• Consigne
Citez en entier le texte sur les initiatives de recherche contre le coronavirus, sans y changer un mot.

• Texte fourni
....
Quelques initiatives multilatérales existent, mais elles sont faibles. « L'Organisation mondiale de la santé (OMS) n'a pas les moyens de financer de la recherche », décrit le chercheur. « Elle a publié un blueprint (un plan détaillé) en 2016 sur la recherche et le développement _: le texte est une sorte de consensus peu précis. Quelques années plus tard, il a inspiré la création du Cepi » _Fondé en 2017, le Cepi est la Coalition pour les innovations en matière de préparation aux épidémies (Cepi), financé par plusieurs Etats (dont la France) et des fondations privées, qui planche sur la lutte contre le coronavirus.
Un champion en Allemagne
De même, des initiatives nationales
existent. En France, l'Assistance publique-Hôpitaux de Paris (AP-HP) a lancé mercredi 18 mars un comité de pilotage sur le coronavirus, en lien avec l'Inserm (l'Institut national de la santé et de la recherche médicale) et les universités : il devra permettre de recenser les projets de recherche, diffuser leurs résultats et mettre en place les moyens (humains comme financiers) pour la soutenir.
....
Données de pointage par expressions référentielles
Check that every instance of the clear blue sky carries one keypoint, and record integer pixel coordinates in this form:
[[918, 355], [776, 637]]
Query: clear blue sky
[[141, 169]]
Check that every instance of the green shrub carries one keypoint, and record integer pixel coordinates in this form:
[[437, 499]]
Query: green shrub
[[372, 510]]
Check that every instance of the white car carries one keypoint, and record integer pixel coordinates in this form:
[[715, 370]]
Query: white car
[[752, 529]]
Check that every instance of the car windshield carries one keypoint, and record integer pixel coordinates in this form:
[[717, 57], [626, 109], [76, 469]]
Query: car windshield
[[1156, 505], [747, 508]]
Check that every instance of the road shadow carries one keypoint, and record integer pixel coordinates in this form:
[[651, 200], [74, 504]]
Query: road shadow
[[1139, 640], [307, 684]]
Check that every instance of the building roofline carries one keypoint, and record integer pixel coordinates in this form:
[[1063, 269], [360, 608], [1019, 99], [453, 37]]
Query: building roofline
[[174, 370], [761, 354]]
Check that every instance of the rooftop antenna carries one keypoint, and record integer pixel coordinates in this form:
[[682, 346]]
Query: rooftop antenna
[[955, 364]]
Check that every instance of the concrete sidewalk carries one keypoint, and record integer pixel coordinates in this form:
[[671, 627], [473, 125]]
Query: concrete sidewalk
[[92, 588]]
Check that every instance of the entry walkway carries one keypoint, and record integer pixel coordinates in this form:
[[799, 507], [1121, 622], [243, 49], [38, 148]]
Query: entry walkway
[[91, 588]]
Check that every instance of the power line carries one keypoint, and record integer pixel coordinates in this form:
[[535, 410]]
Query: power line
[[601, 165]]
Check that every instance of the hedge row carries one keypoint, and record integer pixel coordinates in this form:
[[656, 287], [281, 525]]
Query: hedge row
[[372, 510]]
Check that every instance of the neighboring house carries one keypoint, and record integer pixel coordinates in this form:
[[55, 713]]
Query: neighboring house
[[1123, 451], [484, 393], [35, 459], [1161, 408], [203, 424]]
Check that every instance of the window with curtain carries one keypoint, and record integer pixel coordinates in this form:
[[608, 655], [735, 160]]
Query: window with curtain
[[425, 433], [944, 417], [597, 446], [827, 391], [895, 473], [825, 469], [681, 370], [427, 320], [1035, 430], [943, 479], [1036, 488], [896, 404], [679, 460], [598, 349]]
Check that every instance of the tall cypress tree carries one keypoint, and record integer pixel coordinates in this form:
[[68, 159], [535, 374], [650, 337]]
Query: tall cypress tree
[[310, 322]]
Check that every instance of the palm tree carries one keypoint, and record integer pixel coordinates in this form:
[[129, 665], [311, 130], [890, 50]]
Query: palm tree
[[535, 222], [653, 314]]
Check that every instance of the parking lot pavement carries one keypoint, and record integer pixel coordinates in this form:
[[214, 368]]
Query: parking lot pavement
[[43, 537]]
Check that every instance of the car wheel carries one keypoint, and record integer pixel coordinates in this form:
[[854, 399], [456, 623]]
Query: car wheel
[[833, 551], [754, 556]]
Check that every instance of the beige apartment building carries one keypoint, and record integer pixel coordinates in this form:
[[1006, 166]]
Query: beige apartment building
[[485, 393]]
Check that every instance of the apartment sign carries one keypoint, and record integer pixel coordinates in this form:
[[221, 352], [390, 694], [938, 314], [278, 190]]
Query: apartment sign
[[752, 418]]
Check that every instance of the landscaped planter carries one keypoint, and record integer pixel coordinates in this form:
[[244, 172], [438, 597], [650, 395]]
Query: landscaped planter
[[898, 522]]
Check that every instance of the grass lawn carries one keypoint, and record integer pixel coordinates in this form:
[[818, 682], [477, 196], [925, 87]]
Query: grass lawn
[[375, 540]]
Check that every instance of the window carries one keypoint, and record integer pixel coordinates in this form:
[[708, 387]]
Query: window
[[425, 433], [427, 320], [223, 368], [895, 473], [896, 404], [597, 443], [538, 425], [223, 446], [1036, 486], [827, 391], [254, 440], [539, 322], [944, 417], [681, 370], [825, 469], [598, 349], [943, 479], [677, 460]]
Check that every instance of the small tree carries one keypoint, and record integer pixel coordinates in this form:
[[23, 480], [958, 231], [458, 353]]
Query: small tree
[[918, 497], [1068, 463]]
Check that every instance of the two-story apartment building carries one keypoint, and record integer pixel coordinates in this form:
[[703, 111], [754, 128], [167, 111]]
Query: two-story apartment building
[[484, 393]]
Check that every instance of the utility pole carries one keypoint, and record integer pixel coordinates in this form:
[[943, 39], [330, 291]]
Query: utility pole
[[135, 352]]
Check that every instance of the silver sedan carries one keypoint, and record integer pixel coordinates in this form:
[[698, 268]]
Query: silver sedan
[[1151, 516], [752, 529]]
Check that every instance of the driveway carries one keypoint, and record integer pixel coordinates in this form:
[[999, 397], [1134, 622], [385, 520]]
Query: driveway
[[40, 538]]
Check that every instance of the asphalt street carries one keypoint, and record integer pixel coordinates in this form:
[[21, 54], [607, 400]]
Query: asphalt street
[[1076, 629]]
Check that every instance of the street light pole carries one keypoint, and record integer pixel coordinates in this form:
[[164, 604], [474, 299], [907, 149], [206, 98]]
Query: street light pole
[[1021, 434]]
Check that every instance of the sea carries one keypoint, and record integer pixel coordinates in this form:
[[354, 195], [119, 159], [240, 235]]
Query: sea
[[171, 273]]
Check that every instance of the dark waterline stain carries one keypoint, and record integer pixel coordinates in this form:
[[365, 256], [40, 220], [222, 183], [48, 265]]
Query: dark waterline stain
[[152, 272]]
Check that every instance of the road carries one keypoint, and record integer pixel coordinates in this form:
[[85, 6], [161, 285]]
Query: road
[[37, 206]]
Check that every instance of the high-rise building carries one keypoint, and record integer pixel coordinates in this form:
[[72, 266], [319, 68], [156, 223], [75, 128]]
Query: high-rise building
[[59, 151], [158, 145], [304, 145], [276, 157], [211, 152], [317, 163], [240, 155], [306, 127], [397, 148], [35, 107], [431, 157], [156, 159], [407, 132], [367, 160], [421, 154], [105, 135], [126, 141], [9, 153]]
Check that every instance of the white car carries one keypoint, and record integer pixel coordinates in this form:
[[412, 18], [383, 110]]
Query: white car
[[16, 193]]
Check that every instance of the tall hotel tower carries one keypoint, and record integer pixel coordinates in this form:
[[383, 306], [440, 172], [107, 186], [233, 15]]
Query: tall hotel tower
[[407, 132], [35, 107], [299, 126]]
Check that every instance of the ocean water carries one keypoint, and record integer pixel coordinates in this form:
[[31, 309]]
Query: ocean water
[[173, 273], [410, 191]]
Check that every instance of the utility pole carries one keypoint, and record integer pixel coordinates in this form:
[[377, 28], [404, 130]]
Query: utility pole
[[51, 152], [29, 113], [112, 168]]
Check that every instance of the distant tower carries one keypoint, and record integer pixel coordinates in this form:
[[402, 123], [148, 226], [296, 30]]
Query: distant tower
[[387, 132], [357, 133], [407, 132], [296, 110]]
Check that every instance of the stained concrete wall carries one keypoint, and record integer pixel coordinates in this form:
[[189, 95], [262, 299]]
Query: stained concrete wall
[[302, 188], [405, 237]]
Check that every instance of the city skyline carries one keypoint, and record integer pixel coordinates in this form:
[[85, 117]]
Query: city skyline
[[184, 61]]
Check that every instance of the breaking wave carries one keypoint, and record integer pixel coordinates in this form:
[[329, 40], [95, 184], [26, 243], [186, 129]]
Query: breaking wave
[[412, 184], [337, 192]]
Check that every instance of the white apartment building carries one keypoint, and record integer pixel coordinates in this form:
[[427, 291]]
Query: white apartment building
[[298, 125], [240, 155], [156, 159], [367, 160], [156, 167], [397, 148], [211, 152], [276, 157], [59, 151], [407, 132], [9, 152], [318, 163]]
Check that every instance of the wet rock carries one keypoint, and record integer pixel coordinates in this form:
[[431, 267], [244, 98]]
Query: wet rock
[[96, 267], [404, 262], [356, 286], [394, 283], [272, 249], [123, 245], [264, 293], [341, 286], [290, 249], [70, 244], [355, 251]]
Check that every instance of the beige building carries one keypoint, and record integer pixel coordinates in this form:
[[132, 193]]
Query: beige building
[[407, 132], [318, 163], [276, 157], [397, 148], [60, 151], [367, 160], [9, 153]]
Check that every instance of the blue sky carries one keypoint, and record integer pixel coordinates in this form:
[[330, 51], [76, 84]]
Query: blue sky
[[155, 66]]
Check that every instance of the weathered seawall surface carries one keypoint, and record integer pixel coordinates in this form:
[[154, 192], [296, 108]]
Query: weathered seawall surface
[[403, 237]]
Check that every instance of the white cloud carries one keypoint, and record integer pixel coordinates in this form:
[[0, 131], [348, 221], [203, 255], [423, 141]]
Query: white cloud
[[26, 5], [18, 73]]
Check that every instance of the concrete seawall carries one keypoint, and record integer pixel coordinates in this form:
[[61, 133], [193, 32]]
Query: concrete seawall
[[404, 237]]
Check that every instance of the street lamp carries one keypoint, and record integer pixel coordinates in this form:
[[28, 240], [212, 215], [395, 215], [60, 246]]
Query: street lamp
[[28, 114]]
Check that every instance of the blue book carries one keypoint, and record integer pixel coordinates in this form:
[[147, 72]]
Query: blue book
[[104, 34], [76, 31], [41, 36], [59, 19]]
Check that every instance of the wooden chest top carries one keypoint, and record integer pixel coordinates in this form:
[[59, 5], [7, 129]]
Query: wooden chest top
....
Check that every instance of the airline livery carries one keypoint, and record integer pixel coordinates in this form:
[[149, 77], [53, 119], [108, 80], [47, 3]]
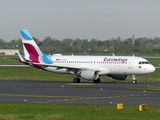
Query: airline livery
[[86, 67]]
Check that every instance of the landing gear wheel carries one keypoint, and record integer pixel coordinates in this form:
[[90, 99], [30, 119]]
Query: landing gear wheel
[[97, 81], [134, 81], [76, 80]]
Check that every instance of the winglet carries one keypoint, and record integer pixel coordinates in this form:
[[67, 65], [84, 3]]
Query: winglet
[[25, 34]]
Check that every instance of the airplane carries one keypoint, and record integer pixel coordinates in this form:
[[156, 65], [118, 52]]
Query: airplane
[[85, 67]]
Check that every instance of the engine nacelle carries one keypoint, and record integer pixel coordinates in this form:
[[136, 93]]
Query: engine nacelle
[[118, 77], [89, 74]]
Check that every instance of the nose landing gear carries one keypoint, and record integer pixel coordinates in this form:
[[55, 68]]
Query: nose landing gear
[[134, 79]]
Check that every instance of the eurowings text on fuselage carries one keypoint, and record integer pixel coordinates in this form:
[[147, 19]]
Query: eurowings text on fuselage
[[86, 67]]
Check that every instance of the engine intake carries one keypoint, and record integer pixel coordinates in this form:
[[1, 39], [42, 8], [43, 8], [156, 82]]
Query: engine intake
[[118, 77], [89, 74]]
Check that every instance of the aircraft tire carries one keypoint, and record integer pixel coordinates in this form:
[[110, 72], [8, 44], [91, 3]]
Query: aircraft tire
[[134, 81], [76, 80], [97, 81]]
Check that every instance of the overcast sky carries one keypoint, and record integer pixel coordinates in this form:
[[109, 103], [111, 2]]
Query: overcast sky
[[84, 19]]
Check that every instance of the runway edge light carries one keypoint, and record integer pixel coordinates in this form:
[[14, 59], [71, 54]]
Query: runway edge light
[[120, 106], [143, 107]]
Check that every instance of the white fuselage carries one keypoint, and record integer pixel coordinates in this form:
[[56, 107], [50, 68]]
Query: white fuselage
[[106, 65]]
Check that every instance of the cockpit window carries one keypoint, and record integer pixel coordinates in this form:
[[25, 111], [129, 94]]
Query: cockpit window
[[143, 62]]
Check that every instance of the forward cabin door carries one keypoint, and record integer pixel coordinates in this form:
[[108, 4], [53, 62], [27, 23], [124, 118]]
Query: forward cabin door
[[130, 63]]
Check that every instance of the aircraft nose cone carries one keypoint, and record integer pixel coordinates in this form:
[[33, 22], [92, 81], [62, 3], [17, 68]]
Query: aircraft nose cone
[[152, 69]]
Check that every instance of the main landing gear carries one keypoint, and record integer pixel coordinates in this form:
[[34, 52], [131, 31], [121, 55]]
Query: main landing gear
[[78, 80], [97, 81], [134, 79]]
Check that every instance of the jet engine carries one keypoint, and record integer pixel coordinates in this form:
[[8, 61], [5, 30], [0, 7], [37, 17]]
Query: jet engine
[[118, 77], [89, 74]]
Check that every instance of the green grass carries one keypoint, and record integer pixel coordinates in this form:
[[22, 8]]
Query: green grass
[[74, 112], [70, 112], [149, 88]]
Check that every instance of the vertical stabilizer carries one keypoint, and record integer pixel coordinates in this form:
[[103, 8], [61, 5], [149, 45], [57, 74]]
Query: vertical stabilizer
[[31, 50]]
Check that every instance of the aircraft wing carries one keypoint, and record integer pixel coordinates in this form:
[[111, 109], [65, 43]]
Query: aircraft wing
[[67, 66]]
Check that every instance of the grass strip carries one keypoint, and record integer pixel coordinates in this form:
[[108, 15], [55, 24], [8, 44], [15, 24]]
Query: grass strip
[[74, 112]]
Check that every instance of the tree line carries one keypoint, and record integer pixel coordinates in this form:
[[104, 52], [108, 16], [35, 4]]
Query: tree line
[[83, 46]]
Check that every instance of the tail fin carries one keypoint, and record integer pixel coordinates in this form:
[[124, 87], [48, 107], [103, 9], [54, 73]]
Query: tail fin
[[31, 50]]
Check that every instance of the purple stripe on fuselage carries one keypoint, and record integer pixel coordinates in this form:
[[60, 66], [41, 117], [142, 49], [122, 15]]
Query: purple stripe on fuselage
....
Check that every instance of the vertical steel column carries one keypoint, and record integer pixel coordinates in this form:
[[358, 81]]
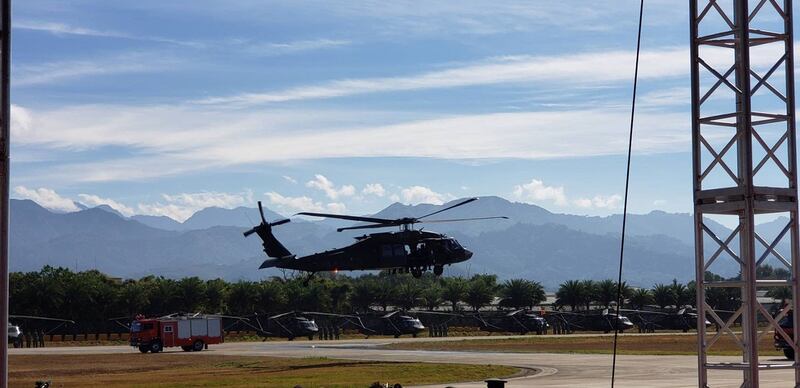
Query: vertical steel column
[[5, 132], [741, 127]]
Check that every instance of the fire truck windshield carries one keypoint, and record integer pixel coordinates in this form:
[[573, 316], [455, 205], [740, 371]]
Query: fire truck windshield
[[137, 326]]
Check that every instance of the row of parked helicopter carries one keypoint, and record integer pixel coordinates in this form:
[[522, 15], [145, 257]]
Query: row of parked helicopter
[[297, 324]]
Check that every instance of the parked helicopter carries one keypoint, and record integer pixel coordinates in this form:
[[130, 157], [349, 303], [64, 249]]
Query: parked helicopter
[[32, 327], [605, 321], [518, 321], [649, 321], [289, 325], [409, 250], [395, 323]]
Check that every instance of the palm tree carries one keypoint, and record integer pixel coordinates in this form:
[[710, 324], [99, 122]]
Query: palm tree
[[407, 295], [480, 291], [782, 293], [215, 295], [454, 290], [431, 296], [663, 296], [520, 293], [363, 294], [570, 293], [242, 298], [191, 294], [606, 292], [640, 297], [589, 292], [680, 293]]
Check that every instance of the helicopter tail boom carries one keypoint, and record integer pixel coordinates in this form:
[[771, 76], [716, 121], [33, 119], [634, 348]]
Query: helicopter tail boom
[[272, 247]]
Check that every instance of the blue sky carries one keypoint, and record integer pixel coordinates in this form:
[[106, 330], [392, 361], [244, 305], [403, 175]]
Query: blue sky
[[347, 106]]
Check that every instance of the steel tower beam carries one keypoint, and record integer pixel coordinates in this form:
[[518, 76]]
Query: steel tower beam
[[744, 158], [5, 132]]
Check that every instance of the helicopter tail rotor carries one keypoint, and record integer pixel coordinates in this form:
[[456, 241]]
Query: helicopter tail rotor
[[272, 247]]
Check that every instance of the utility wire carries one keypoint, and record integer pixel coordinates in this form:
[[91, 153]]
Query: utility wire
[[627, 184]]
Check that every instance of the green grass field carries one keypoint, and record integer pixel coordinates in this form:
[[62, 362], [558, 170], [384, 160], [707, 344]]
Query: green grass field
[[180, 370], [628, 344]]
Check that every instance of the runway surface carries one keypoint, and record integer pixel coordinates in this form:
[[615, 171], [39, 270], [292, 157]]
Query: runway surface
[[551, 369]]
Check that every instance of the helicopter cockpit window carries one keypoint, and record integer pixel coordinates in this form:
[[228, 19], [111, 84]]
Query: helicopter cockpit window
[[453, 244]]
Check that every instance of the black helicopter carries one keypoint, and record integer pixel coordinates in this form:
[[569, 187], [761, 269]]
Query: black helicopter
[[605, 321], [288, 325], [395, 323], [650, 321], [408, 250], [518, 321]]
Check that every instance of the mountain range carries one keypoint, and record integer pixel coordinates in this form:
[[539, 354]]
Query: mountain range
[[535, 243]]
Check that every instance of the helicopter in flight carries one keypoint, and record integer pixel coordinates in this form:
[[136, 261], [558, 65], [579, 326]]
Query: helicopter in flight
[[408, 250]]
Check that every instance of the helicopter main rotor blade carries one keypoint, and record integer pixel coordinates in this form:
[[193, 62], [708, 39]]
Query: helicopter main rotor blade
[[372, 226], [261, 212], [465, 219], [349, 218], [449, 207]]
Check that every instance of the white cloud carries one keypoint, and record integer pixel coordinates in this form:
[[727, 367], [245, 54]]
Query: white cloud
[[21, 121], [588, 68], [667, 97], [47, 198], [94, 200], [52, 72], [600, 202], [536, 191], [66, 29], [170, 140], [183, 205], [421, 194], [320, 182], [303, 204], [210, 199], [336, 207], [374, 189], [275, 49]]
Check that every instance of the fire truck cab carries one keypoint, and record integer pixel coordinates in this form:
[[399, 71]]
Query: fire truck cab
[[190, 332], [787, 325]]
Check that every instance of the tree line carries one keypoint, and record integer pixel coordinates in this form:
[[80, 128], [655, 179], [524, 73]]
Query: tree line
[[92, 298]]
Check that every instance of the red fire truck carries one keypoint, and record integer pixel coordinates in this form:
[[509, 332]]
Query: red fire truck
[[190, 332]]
....
• Tâche réalisée
Quelques initiatives multilatérales existent, mais elles sont faibles. « L'Organisation mondiale de la santé (OMS) n'a pas les moyens de financer de la recherche », décrit le chercheur. « Elle a publié un blueprint (un plan détaillé) en 2016 sur la recherche et le développement _: le texte est une sorte de consensus peu précis. Quelques années plus tard, il a inspiré la création du Cepi » _Fondé en 2017, le Cepi est la Coalition pour les innovations en matière de préparation aux épidémies (Cepi), financé par plusieurs Etats (dont la France) et des fondations privées, qui planche sur la lutte contre le coronavirus.
Un champion en Allemagne
De même, des initiatives nationales
existent. En France, l'Assistance publique-Hôpitaux de Paris (AP-HP) a lancé mercredi 18 mars un comité de pilotage sur le coronavirus, en lien avec l'Inserm (l'Institut national de la santé et de la recherche médicale) et les universités : il devra permettre de recenser les projets de recherche, diffuser leurs résultats et mettre en place les moyens (humains comme financiers) pour la soutenir.